◆ **Tarefas a realizar**:
[1] No trecho sobre a responsabilidade das plataformas digitais, transcreva a parte entre "A primeira questão" e "efeitos da contratação.", inclusive, substituindo "jurisprudência" por "prática dos tribunais".
[2] Segundo o trecho sobre a responsabilidade das plataformas digitais, qual dispositivo legal a segunda linha interpretativa aplica por analogia?

◆ **Trecho do documento**:
___
A primeira questão jurídica relevante é a qualificação da plataforma digital como fornecedora, nos termos do artigo 3º do Código de Defesa do Consumidor (Lei nº 8.078/1990). A doutrina e a jurisprudência têm adotado critérios materiais para essa definição, especialmente a partir do grau de ingerência da plataforma sobre a oferta, a intermediação do pagamento, o controle logístico, a gestão de avaliações de consumidores e a retenção de percentuais sobre o valor da transação. Quanto mais intensa for essa atuação, maior a probabilidade de que a plataforma seja reconhecida como co-fornecedora ou, no mínimo, como intermediária corresponsável pelos efeitos da contratação.

A responsabilidade civil das plataformas digitais pode seguir duas linhas interpretativas principais. A primeira, de caráter mais protetivo, entende que a confiança do consumidor na plataforma é fator determinante da sua decisão de contratar, de modo que eventuais falhas na entrega do produto ou na prestação do serviço devem gerar responsabilidade solidária entre o fornecedor direto e a plataforma, com base nos artigos 7º, parágrafo único, 14 e 34 do CDC. Trata-se da chamada teoria da aparência estendida à cadeia de fornecimento, segundo a qual o consumidor vê na plataforma o rosto do fornecedor e, por isso, tem sua confiança legitimamente depositada na estrutura que viabiliza a contratação. A responsabilidade da plataforma se funda, aqui, na função de garantir a segurança e a confiabilidade do ambiente de consumo, assumindo, portanto, os riscos inerentes à sua atividade.

A segunda linha interpretativa é mais restritiva e fundamenta-se na aplicação analógica do artigo 19 da Lei nº 12.965/2014 (Marco Civil da Internet), que limita a responsabilidade dos provedores de aplicações pelo conteúdo gerado por terceiros. Por essa ótica, a plataforma não responderia automaticamente pelos atos dos fornecedores, salvo se deixasse de cumprir ordem judicial para retirada de conteúdo ou oferta irregular. Essa visão, embora juridicamente fundamentada, revela-se insuficiente para a tutela efetiva do consumidor, sobretudo quando a plataforma interfere concretamente na execução do contrato, seja pela curadoria dos produtos ofertados, seja pela administração do pagamento, seja pela imposição de padrões de conduta aos fornecedores.

O texto normativo do CDC fornece instrumentos para compatibilizar essas duas visões. O artigo 14 impõe responsabilidade objetiva ao fornecedor de serviços, inclusive por falha de segurança e de informação, enquanto o artigo 34 admite a responsabilização solidária de todos os integrantes da cadeia de fornecimento, especialmente quando houver relação de preposição, ainda que não expressa. Por sua vez, o artigo 31 impõe o dever de veracidade e clareza na oferta, o que se estende às plataformas que veiculam, promovem ou endossam produtos e serviços. Quando a plataforma administra avaliações, ordena resultados, direciona ofertas ou omite a identificação do fornecedor, ela assume protagonismo informacional e contratual, não podendo se escusar de sua responsabilidade sob o argumento de neutralidade.
___
◆ **Registros fornecidos**:

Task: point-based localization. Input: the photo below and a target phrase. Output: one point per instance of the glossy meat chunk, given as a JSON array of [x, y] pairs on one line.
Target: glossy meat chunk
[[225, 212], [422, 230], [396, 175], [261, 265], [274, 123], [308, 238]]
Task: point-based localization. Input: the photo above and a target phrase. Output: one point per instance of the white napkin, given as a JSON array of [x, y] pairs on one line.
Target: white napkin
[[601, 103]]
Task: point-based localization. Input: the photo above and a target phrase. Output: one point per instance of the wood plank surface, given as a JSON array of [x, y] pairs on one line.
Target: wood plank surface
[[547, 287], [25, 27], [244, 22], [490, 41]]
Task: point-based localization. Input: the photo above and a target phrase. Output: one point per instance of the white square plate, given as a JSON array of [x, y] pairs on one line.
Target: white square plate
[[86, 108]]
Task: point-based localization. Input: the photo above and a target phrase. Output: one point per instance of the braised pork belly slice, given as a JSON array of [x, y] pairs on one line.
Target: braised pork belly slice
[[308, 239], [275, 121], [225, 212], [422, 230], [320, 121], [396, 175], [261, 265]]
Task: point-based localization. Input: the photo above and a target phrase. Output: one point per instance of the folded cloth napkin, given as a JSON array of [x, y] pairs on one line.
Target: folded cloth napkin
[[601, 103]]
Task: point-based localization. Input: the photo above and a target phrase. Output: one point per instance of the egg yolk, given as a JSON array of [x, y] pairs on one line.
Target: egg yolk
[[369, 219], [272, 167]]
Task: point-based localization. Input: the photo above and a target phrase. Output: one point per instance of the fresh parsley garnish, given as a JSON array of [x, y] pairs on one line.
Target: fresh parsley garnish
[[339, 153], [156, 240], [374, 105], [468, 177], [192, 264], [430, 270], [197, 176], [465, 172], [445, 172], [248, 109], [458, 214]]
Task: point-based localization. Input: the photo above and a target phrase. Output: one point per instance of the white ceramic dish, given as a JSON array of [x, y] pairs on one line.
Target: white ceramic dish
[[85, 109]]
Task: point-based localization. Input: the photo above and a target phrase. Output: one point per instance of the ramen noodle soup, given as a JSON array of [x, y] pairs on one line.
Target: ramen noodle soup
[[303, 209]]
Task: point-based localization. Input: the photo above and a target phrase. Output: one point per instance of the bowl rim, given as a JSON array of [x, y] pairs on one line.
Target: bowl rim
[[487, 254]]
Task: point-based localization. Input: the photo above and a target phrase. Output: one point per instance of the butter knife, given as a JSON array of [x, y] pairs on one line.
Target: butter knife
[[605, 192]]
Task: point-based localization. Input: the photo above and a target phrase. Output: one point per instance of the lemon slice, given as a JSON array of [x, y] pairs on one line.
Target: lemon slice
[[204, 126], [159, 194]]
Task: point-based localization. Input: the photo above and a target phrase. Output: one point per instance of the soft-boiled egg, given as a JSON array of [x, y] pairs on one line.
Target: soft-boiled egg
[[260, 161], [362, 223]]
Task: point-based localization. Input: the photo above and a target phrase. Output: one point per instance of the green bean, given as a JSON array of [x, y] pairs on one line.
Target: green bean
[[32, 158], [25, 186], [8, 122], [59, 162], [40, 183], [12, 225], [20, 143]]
___
◆ **Soluções dos problemas**:
[1]
A primeira questão jurídica relevante é a qualificação da plataforma digital como fornecedora, nos termos do artigo 3º do Código de Defesa do Consumidor (Lei nº 8.078/1990). A doutrina e a prática dos tribunais têm adotado critérios materiais para essa definição, especialmente a partir do grau de ingerência da plataforma sobre a oferta, a intermediação do pagamento, o controle logístico, a gestão de avaliações de consumidores e a retenção de percentuais sobre o valor da transação. Quanto mais intensa for essa atuação, maior a probabilidade de que a plataforma seja reconhecida como co-fornecedora ou, no mínimo, como intermediária corresponsável pelos efeitos da contratação.

[2] O artigo 19 da Lei nº 12.965/2014 (Marco Civil da Internet).